• _Extracted text_:
╔══

The scalable data centers can be adapted to footprints of various shapes and sizes. The data center modules can have varying sizes in length, width, height, and area. To outfit a data center within a footprint space, the footprint space can be divided into proper subsets by area. A base data center module can be installed in one of the proper subsets of the footprint space. An auxiliary data center module can be installed in each of the remaining proper subsets of the footprint space.
The data center modules are the smallest units of the data center. Therefore, the data center can be scaled up in size by adding a data center module. Similarly, the data center can be scaled down in size by removing a data center module.
The disclosed systems and techniques can be used to outfit data centers quickly and easily in locations that were not designed for housing data centers. For example, a warehouse can be retrofitted to house a data center.

╚══

From the passage on scalable data centers, pull out the span from "The data center modules are" up to and including "a data center.", word for word.

• _Records provided_:
╔══

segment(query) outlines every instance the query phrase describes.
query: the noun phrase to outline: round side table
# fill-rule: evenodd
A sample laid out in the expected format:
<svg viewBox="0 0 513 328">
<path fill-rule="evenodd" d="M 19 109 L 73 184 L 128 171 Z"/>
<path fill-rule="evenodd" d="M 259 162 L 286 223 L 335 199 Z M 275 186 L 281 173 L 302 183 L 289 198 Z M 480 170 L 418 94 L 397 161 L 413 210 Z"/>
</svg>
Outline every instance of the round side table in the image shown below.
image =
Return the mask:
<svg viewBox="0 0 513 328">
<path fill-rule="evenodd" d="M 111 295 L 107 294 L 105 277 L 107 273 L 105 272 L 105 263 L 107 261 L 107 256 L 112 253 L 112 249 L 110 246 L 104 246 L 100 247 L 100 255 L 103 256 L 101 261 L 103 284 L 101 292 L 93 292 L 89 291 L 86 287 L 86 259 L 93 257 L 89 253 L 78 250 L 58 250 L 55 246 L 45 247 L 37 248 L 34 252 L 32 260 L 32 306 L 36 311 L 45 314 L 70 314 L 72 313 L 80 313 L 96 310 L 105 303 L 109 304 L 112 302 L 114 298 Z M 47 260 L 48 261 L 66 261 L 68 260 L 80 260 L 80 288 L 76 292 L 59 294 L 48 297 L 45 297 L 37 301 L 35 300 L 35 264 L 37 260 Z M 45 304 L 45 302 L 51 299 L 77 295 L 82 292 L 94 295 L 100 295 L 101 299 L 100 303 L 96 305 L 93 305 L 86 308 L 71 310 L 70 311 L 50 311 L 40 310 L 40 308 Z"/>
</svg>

╚══

• _Output_:
The data center modules are the smallest units of the data center. Therefore, the data center can be scaled up in size by adding a data center module. Similarly, the data center can be scaled down in size by removing a data center module.
The disclosed systems and techniques can be used to outfit data centers quickly and easily in locations that were not designed for housing data centers. For example, a warehouse can be retrofitted to house a data center.